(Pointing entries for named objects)

--- Start ---

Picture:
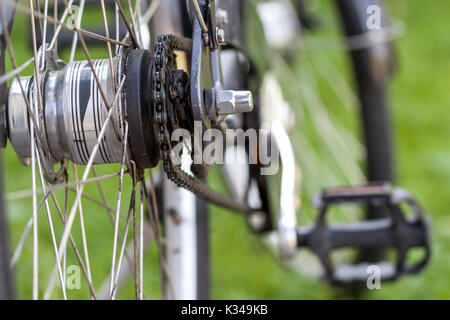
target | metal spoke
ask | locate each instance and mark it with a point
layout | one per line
(71, 217)
(16, 71)
(108, 45)
(75, 35)
(150, 11)
(18, 195)
(39, 15)
(141, 244)
(52, 230)
(127, 24)
(117, 218)
(83, 229)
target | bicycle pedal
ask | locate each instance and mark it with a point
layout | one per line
(396, 231)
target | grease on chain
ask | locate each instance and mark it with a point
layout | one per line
(164, 56)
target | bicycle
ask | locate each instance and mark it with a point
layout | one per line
(178, 67)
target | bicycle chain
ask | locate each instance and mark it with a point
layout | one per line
(162, 60)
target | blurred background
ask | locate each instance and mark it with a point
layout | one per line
(242, 267)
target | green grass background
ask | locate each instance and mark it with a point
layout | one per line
(241, 267)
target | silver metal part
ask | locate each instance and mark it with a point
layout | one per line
(221, 17)
(73, 115)
(233, 102)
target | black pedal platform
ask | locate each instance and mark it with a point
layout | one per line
(396, 231)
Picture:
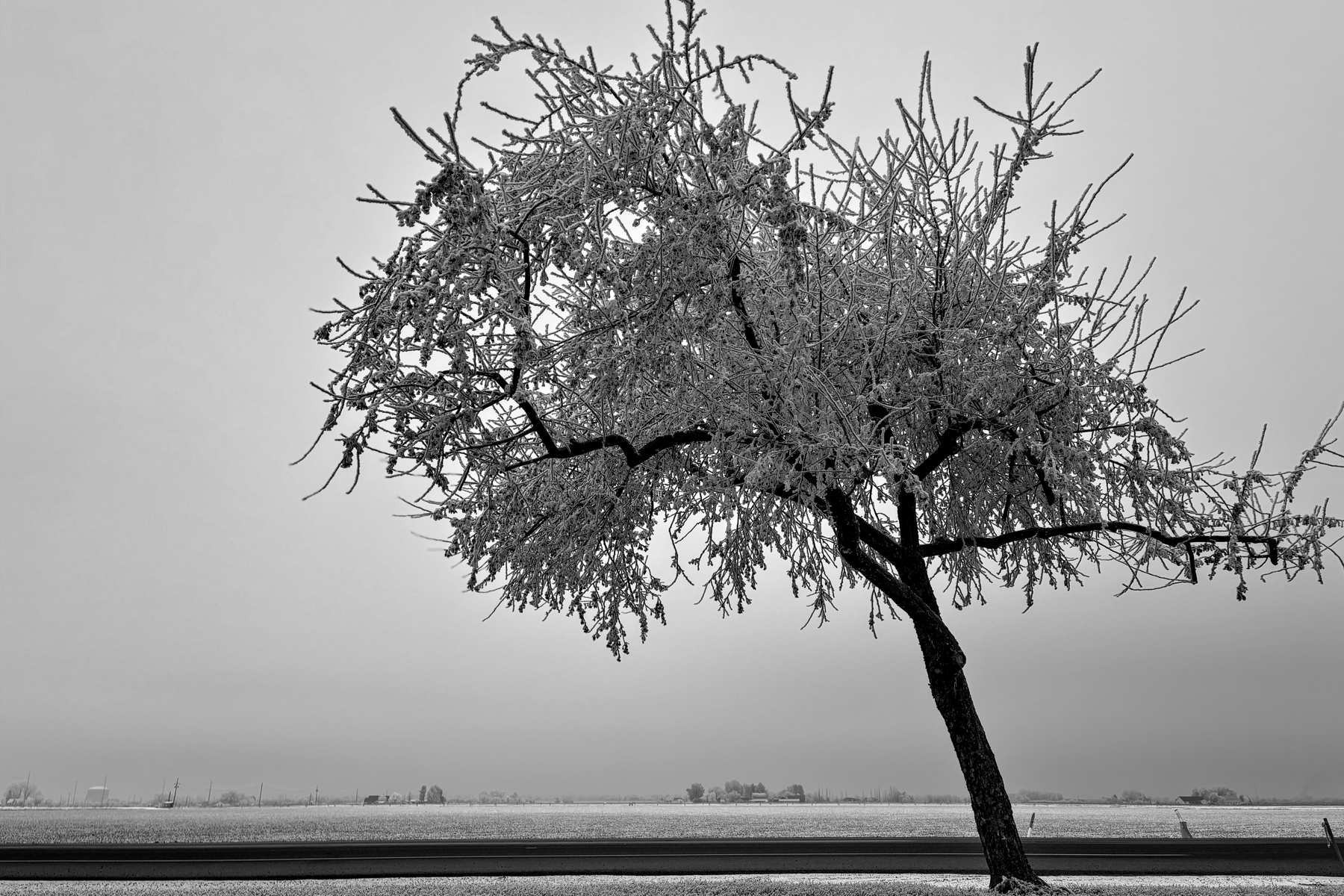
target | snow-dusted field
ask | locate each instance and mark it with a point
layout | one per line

--- End ---

#### Exercise
Pull out the lines of every row and repeat them word for word. Leave the pictures out of your answer.

#### Solution below
Picture:
target | metal spoke
ask | locate each instance and mark it with a point
layout | one per line
(71, 217)
(16, 71)
(108, 45)
(75, 35)
(150, 11)
(18, 195)
(39, 15)
(141, 244)
(52, 230)
(127, 24)
(117, 218)
(83, 229)
target | bicycle pedal
ask | locate each instance and mark it with a point
layout | one per line
(396, 231)
target | grease on chain
ask | locate each instance and mark it with a point
layout | one per line
(164, 56)
target | bicycle
ask | locate each instance and mark it with a point
layout | one per line
(178, 67)
target | bicycle chain
ask | locate each instance and mark it with a point
layout | one per line
(162, 60)
target | blurred background
ask | locate each instance and mark it with a point
layout | one per line
(242, 267)
target | green grass background
ask | locate each instance and mark it with a point
layout | one per line
(241, 267)
target | silver metal part
ask | locate each instance and mark it with a point
layout | one per line
(221, 17)
(73, 115)
(233, 102)
target | black pedal platform
ask | locate each instance and mark it with a point
layout | one per line
(396, 231)
Picture:
target | snow-dusted field
ask | locate each instance and mark it with a point
layout | one per line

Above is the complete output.